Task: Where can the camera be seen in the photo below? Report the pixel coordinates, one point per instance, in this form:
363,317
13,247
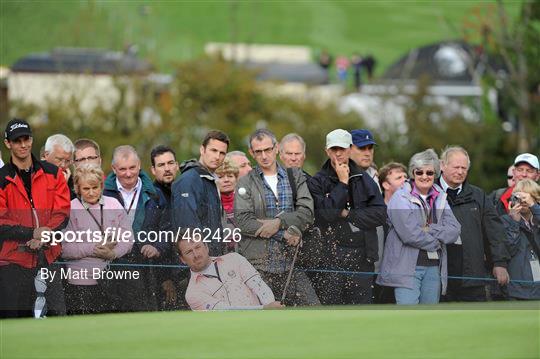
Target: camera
515,199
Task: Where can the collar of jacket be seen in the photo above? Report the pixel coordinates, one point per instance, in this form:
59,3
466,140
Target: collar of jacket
280,171
201,170
464,196
355,171
147,185
164,188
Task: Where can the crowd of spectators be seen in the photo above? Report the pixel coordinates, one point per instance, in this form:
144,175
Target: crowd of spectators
219,232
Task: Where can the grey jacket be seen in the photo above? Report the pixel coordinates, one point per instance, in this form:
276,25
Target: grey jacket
407,236
250,205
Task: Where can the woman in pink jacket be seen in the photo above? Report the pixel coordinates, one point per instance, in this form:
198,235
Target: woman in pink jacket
98,232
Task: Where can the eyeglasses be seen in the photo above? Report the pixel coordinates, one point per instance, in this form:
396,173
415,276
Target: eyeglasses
266,150
63,161
89,158
420,173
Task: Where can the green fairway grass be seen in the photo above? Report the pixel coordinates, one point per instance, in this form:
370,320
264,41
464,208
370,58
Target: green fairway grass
491,330
167,31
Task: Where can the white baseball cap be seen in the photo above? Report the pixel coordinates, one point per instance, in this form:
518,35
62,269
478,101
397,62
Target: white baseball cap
527,158
339,138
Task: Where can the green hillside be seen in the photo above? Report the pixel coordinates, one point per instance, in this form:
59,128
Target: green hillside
167,31
489,330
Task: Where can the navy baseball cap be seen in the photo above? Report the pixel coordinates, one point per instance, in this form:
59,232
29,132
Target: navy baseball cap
17,128
362,137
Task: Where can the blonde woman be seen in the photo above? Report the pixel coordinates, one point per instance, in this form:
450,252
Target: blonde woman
523,241
100,214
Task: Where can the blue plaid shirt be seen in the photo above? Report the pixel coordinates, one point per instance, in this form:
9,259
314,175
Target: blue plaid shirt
275,205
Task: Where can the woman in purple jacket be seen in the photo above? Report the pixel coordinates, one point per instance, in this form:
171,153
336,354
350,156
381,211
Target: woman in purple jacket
421,224
101,215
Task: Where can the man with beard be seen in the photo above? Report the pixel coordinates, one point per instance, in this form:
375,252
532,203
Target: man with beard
348,209
196,204
158,218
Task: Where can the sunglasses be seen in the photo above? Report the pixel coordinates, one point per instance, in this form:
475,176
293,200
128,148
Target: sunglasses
421,173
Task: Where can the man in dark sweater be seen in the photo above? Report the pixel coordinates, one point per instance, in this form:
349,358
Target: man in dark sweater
482,239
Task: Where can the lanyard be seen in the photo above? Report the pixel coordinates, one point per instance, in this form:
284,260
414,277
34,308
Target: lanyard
100,225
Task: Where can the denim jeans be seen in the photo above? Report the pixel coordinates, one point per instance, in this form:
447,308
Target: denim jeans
426,287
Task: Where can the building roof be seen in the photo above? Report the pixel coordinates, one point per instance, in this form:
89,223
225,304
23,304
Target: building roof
448,62
307,73
82,61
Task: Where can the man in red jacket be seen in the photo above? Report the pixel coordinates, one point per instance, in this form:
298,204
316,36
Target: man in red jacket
34,198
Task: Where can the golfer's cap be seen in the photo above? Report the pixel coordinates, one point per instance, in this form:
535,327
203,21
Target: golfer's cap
527,158
338,138
17,128
362,137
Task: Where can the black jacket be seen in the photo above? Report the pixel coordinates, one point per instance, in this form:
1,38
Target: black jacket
196,204
361,196
482,232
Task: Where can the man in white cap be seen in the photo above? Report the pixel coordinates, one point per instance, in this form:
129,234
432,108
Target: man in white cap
348,209
271,204
526,166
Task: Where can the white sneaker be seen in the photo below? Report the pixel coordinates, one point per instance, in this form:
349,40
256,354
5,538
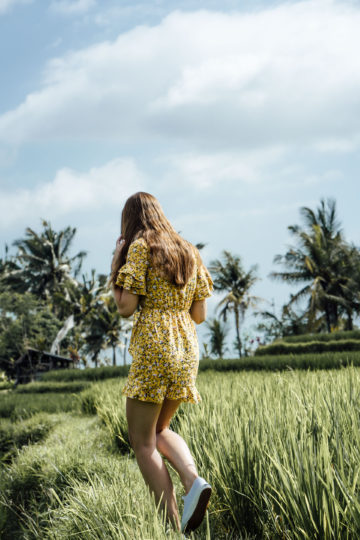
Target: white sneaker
195,504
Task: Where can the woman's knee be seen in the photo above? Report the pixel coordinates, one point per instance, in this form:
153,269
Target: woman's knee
141,444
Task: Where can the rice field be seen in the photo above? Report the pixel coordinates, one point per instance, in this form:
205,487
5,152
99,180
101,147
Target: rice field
281,451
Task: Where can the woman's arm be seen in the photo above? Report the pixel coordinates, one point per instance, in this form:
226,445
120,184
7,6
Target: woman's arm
126,301
198,311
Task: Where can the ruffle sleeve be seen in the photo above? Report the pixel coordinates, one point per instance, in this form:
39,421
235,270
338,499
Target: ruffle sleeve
204,283
132,275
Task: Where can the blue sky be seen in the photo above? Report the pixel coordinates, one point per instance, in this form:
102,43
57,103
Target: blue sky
234,114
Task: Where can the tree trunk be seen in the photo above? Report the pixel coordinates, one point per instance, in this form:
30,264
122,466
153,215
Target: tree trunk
237,325
125,347
349,322
327,315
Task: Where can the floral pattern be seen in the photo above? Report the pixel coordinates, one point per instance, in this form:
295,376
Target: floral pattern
163,343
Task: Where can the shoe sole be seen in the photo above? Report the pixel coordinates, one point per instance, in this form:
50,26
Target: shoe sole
199,512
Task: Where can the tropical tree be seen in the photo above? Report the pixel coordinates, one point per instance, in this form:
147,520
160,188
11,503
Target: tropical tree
230,277
289,323
217,333
319,261
25,321
115,326
43,265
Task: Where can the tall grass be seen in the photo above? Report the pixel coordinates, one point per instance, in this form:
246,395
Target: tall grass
17,406
281,450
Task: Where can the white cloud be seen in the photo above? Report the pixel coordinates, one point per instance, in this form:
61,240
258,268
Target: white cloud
204,170
6,5
72,192
285,75
71,7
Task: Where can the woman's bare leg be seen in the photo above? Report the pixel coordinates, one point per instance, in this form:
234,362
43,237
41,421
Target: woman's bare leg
173,447
142,417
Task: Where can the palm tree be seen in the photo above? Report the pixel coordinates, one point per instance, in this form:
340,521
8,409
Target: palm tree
44,267
230,276
115,325
217,333
318,260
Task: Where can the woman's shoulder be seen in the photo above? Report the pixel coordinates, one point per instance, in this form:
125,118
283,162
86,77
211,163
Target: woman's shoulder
139,242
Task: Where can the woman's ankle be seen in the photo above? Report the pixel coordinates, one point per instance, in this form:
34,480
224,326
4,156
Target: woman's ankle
189,482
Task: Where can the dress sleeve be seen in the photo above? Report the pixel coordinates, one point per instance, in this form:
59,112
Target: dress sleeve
132,275
204,283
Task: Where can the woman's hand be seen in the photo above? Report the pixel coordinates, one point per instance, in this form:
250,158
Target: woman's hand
118,248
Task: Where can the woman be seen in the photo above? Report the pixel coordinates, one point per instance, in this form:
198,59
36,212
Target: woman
161,275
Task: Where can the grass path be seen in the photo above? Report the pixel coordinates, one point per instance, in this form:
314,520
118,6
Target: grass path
75,484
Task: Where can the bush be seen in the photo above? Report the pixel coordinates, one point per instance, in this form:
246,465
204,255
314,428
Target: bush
279,347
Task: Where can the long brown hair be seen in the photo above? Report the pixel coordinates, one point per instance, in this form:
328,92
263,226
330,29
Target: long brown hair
172,255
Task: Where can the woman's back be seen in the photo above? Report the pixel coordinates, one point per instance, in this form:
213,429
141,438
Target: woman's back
140,276
163,343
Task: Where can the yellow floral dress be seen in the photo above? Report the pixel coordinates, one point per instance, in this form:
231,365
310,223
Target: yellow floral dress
163,343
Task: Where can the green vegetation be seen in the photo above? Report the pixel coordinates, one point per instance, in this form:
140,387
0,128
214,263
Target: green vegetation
88,374
309,347
333,336
280,449
17,405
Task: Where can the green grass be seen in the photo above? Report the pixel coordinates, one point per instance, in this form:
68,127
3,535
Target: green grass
17,406
51,386
309,347
331,336
281,450
88,374
330,360
15,435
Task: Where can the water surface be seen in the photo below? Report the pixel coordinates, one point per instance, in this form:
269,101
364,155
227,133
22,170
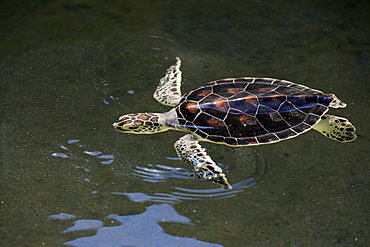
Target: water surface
70,69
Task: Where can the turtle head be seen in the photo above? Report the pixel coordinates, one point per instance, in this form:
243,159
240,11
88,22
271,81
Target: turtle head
141,123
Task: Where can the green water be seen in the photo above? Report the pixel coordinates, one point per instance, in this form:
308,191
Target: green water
69,69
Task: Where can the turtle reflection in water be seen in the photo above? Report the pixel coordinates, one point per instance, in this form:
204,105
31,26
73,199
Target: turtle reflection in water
236,112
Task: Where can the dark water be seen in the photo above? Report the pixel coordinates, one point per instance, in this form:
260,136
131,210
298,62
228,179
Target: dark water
69,69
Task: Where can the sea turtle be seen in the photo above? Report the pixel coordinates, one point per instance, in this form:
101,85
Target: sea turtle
236,112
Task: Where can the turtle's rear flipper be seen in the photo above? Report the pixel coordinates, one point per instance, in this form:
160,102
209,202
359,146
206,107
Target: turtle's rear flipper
336,128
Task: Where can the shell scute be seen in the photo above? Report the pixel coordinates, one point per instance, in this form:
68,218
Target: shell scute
251,111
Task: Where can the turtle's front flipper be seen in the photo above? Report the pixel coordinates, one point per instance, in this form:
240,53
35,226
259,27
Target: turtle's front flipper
189,150
336,128
169,89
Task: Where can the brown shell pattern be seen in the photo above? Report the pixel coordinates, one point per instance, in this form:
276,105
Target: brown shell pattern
251,111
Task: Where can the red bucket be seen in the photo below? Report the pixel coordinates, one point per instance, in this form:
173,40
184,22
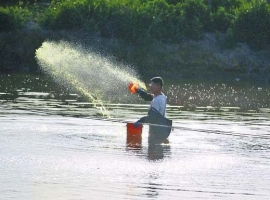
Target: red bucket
134,130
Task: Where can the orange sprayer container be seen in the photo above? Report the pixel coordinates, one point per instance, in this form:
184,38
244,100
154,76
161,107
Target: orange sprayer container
133,87
134,136
131,130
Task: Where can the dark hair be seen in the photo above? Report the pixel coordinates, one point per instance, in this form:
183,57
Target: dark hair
158,80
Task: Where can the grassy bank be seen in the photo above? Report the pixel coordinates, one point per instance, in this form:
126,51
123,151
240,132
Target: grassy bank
183,36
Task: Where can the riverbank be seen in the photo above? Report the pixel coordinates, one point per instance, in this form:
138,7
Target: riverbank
207,58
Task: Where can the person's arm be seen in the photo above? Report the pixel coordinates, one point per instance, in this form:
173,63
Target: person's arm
144,95
151,118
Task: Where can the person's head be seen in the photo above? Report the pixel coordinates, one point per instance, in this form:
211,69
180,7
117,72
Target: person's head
156,85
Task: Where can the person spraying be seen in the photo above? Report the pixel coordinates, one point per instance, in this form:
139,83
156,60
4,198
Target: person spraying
160,126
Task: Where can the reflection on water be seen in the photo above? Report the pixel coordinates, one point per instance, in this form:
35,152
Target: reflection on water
54,145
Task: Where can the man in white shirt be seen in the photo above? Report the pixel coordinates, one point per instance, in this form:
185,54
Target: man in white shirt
160,127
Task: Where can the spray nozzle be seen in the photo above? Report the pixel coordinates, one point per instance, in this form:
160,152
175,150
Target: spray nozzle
133,87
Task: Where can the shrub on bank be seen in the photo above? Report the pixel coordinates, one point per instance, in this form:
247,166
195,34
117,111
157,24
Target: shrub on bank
6,21
13,18
252,26
140,20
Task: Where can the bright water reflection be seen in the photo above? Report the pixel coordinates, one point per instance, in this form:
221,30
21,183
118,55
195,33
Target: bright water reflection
56,146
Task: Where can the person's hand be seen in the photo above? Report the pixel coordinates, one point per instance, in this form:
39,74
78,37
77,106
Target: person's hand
137,124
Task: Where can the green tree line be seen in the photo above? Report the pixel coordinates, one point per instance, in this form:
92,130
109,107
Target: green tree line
145,20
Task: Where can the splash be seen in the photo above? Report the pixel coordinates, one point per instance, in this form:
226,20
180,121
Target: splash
90,74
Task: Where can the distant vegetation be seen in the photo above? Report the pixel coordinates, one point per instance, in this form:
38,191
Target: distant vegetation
136,21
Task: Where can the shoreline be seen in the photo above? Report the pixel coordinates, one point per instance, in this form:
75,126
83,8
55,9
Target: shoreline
203,59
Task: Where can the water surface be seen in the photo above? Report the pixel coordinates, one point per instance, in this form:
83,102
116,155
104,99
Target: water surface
55,145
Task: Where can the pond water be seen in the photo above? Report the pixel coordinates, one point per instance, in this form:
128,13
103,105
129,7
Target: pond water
55,145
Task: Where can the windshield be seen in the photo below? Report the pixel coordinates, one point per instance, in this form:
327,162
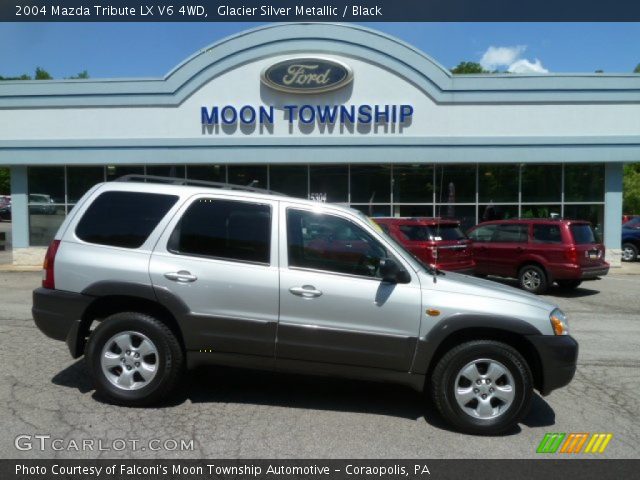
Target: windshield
423,233
582,234
417,263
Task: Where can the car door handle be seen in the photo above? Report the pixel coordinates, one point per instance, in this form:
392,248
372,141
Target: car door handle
306,291
182,276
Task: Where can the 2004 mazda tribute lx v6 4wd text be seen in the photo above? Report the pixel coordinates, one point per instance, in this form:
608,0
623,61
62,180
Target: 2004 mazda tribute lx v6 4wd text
149,275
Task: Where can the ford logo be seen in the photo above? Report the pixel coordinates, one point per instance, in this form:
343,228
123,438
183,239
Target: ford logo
307,75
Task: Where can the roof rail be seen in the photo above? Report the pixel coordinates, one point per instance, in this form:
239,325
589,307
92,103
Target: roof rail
187,182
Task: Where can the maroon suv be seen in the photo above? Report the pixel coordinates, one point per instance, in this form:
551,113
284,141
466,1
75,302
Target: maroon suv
539,252
427,237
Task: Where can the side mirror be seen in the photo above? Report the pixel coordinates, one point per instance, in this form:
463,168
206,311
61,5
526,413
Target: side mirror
392,272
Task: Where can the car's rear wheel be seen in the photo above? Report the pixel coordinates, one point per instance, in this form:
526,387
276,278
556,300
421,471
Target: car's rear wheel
482,387
533,279
569,284
134,358
629,252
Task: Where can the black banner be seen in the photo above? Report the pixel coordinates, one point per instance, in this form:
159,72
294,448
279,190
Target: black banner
325,10
315,469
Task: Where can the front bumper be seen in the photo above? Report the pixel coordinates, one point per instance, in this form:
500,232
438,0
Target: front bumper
558,358
58,315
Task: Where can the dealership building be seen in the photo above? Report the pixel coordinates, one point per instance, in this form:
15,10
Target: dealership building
338,113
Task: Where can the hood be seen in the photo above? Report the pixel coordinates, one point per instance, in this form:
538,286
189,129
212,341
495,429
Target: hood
468,285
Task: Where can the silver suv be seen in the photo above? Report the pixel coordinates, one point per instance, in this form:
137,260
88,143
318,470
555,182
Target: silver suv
148,276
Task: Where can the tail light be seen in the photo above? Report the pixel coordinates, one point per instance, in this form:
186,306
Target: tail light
571,254
48,280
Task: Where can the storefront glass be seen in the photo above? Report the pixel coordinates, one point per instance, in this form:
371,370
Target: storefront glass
377,190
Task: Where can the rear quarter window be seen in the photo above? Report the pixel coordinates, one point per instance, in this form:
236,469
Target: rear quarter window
582,234
547,234
123,219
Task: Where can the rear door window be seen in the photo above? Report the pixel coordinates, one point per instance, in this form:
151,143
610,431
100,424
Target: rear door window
547,234
222,229
582,234
483,234
333,244
512,233
123,219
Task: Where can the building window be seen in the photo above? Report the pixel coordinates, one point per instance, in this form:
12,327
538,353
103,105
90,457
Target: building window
116,171
371,210
465,213
249,175
541,211
584,182
208,173
80,180
177,171
413,183
47,203
329,183
370,183
291,180
455,183
542,183
492,211
498,183
228,230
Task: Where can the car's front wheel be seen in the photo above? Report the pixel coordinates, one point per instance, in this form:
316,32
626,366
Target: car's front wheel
629,252
134,358
482,387
533,279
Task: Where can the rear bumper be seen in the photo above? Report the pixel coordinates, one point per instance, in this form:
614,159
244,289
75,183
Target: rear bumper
58,315
592,273
558,358
576,272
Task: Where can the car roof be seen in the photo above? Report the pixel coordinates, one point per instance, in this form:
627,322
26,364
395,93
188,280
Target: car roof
425,221
190,190
548,221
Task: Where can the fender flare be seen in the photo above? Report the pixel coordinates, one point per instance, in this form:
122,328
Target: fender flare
429,344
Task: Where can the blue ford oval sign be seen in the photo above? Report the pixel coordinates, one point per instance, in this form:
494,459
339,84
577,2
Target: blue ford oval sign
305,75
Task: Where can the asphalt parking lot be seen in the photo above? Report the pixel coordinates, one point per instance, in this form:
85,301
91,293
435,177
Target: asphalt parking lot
237,414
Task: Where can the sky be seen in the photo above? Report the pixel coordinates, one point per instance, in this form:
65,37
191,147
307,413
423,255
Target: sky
121,50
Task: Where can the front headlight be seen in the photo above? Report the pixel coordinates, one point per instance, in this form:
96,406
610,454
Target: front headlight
559,322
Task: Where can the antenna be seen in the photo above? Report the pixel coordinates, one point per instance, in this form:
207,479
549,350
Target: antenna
438,213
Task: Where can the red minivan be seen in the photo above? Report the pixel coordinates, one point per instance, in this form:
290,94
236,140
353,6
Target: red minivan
538,252
427,237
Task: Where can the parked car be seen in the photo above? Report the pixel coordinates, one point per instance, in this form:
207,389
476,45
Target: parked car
631,240
539,252
427,237
146,278
5,207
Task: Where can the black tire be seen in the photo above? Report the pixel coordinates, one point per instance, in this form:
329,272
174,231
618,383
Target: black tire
538,276
629,252
169,359
443,385
569,284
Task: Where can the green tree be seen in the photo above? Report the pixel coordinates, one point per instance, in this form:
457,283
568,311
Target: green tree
468,67
631,189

###

■ **What is required**:
Look above for the line containing "Task: Where can the parked"; copy from it through the last line, exactly, and nothing more.

■ **Result of this task**:
Task: Where can the parked car be seen in the photo above? Report the pixel coordinates, one point per instance, in this form:
207,389
476,45
Target: parked car
631,240
539,252
427,237
146,278
5,207
Task: Where can the black tire be seen in the photo above? Report the pixel coordinates, one point per instance, in this form:
329,272
174,231
618,383
Target: black tire
538,276
629,252
169,359
443,385
569,284
Task: Where can the green tree be seen in the photo above? Report the pixel coordinates, one point per instance, in this form:
457,283
568,311
Target: green tree
468,67
631,189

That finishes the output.